**TASK TO COMPLETE:** An exact copy of the entries is required, with every image omitted.

Image point grounding data:
Start of Block
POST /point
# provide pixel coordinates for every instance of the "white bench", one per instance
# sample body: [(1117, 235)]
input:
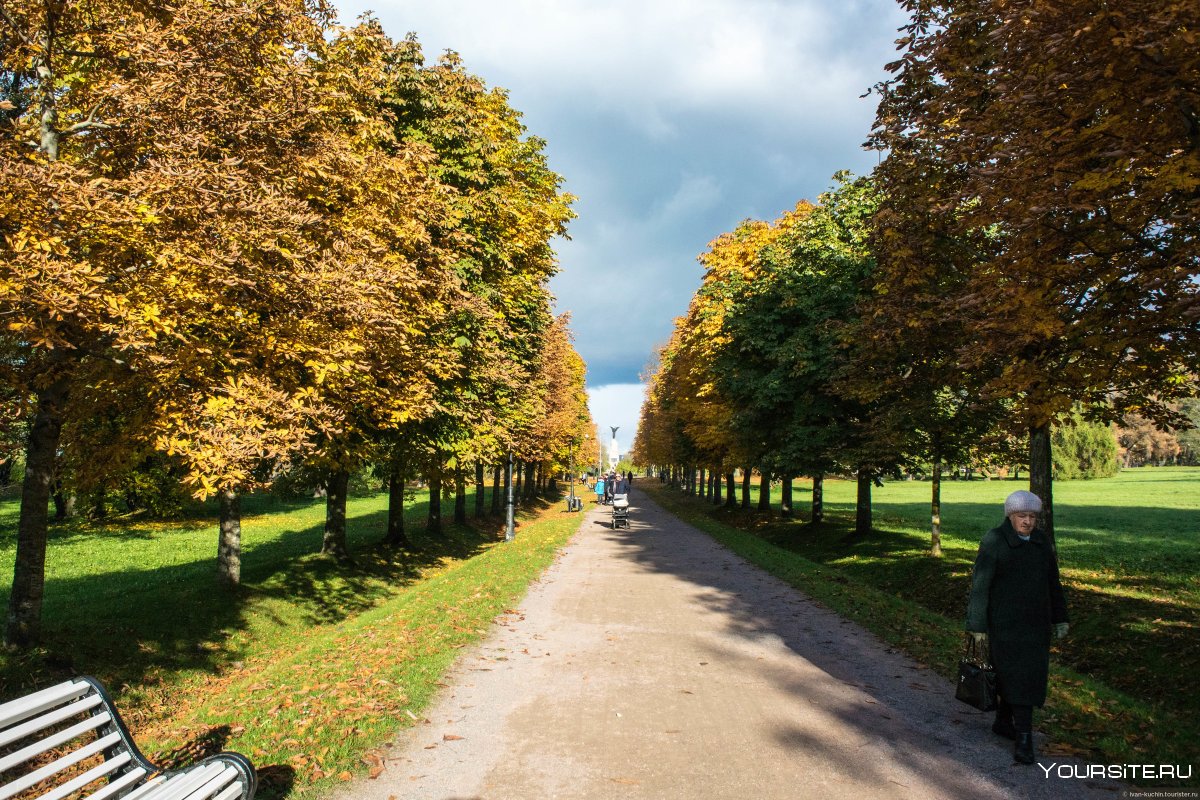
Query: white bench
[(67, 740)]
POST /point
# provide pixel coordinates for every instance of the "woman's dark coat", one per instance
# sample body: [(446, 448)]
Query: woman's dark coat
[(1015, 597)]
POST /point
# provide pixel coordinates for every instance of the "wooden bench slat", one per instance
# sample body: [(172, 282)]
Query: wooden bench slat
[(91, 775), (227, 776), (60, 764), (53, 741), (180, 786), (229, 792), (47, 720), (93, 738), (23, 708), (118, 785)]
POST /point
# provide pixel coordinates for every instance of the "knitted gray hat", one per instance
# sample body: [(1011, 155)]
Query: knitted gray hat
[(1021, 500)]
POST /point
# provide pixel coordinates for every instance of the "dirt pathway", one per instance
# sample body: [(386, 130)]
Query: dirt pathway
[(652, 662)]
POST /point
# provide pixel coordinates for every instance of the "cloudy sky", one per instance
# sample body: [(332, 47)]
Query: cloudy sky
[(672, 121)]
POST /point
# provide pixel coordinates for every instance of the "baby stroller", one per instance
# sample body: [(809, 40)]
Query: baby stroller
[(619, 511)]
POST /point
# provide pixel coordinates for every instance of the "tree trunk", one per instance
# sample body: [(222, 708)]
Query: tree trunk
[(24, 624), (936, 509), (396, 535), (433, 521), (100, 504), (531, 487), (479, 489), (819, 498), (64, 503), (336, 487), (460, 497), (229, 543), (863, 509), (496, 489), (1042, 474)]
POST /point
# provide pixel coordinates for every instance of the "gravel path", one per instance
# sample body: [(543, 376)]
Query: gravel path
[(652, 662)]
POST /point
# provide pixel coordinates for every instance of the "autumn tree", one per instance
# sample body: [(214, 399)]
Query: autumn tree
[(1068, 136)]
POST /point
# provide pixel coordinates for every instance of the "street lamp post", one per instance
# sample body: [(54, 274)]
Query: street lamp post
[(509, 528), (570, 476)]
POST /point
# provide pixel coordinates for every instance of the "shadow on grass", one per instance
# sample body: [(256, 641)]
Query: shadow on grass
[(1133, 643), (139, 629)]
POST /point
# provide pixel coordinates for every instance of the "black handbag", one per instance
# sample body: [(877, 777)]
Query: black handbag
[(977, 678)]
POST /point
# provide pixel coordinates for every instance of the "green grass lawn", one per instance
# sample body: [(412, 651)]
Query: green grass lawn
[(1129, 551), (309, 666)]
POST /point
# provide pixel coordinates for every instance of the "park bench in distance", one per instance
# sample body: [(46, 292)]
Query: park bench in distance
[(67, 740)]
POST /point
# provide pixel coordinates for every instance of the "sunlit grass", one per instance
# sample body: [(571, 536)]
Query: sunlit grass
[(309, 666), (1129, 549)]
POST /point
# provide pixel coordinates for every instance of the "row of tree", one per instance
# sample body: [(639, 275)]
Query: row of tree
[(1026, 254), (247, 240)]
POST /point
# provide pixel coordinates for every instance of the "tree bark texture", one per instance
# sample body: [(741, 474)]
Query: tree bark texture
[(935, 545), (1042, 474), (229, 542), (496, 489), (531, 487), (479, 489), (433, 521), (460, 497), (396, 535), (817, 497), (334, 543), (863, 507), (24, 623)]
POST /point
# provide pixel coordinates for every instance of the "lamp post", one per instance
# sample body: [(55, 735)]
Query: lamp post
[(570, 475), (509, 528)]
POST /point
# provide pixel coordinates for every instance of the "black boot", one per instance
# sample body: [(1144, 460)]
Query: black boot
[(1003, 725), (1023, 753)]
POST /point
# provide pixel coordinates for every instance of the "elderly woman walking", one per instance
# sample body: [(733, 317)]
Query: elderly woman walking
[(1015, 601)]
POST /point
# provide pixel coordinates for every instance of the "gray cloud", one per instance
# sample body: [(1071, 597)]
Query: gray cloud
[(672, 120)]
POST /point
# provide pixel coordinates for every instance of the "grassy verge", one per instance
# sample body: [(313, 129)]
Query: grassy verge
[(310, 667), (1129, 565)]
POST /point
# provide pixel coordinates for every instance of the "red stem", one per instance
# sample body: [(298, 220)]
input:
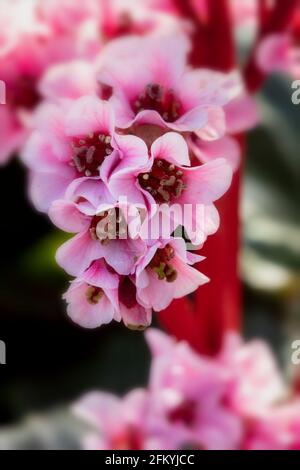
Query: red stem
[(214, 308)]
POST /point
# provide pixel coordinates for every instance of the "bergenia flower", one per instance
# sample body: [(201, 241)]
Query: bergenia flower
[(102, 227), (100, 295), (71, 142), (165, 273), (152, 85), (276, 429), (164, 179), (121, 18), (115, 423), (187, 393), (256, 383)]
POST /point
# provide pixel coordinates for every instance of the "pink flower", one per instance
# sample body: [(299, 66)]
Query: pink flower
End of Block
**RESPONSE TO THE TASK:**
POST /point
# provide pixel coordinates for every instance of the "white bench", one per instance
# sample body: [(1117, 235)]
input:
Query: white bench
[(67, 740)]
POST /point
# provide pixel coordinates for every instance of the "woman's dark coat", one per instance
# sample body: [(446, 448)]
Query: woman's dark coat
[(1015, 597)]
POST /point
# provide pixel coordinates for every instance of the "wooden bench slat", one per instance
# sample body: [(172, 282)]
Query: wooden bench slat
[(91, 775), (227, 776), (60, 764), (53, 741), (180, 786), (229, 792), (47, 720), (93, 738), (23, 708), (118, 785)]
POST /point
# provide pixel coordinates for every instance of the "knitted gray hat", one per instance
# sample body: [(1011, 155)]
Query: knitted gray hat
[(1021, 500)]
POST /point
# provide pixel coordinates for every instance of the "dirt pathway", one per instance
# sample body: [(386, 130)]
Query: dirt pathway
[(652, 662)]
POST /point
# provide pixel coordinates for every instance of the "cloudy sky", one per instance
# sample body: [(332, 47)]
Query: cloudy sky
[(672, 121)]
POST /point
# provide pixel coordinates for every instance of the "baby stroller", one per instance
# sample body: [(809, 40)]
Query: baby stroller
[(619, 511)]
POST /point
# provide pixel coordinates for every instance of the "tree trunk", one per instance
# sample body: [(222, 708)]
Query: tree trunk
[(24, 624), (936, 509), (396, 535), (433, 521), (100, 504), (531, 487), (479, 489), (819, 498), (64, 503), (336, 487), (460, 497), (229, 543), (863, 509), (496, 489), (1042, 474)]
POST /point
# provide pixel coordinates for every instance of the "gravel path", one per instance
# sample body: [(543, 376)]
Query: gravel path
[(652, 662)]
POST /point
# provide pixel coordinates for every instance of the "autumn tree", one per instance
# sample body: [(214, 399)]
Query: autumn tree
[(1068, 136)]
POST /point
# provide pixel coordinates for every instance of the "street lamp post", one per instance
# sample body: [(54, 274)]
Query: street lamp post
[(509, 528), (570, 476)]
POST /point
# provide pixel coordinates for every instance of the "shadow on grass", one per instance
# sample body: [(256, 641)]
Query: shadow on grass
[(1133, 643), (139, 629)]
POST /point
# provide pixel coordinates for every instance of the "black handbag", one per instance
# sample body: [(877, 777)]
Query: black handbag
[(977, 678)]
POST /point
# provide pixel coordinates for every instance of the "green grass lawn", one per instance
# sample body: [(412, 651)]
Query: green grass lawn
[(1129, 551), (309, 666)]
POST /point
# provide pixel coordinates for every instance of the "park bench in distance", one per instance
# sample body: [(46, 292)]
Query: park bench in distance
[(67, 740)]
POST /point
# provide pixel coordinates for every instance of the "sunlit grass", one per instance
# sample body: [(571, 536)]
Query: sunlit grass
[(309, 666), (1129, 549)]
POST /point
# provide pixel coordinates for every instance of the "row of tree", one per instance
# sample body: [(639, 275)]
Query: row of tree
[(1026, 254), (247, 240)]
POST /point
# provide pixel coordinates for every instance of the "tree bark texture", one per instance
# sample body: [(741, 474)]
Query: tree bark texture
[(935, 545), (1042, 474), (229, 542), (496, 489), (531, 487), (479, 489), (433, 521), (460, 497), (396, 535), (817, 497), (334, 543), (863, 507), (24, 623)]
POST /point
# provide pixel coordinates for every instance of the "lamp post", one per instance
# sample body: [(55, 735)]
Query: lamp post
[(570, 475), (509, 528)]
POST /point
# provide pixel coordinates for every instance of the "black boot", one per instance
# sample body: [(1144, 460)]
Query: black boot
[(1003, 725), (1023, 753)]
POST /point
# provide pixel coordinates for every instance of the "elderly woman walking", one per instance
# sample body: [(733, 317)]
Query: elderly woman walking
[(1015, 601)]
POST /point
# provide pixel coordinates for every instance of the "gray cloud", one per instance
# sample body: [(1071, 597)]
Query: gray cloud
[(672, 120)]
POST /point
# provide pixel coordinates for every instance of the "grassy verge", one per instance
# sample body: [(313, 129)]
Query: grassy verge
[(310, 667), (1129, 565)]
POST /point
# provide pixel coordinates for every instance of the "red stem", one per instance
# sample body: [(298, 220)]
input:
Query: red stem
[(214, 308)]
POST /point
# provide pixel coordinates for every instance of the "bergenia flower", one per instance
# sample body: [(201, 241)]
Query: bergenia flower
[(102, 227), (100, 295), (71, 142), (165, 273), (152, 85), (276, 429), (164, 179), (121, 18), (115, 423), (187, 393), (256, 383)]
POST /point
# provide pixel coordinates for every instance of the "pink flower", one per instance
# sample body: [(299, 66)]
Query: pink flower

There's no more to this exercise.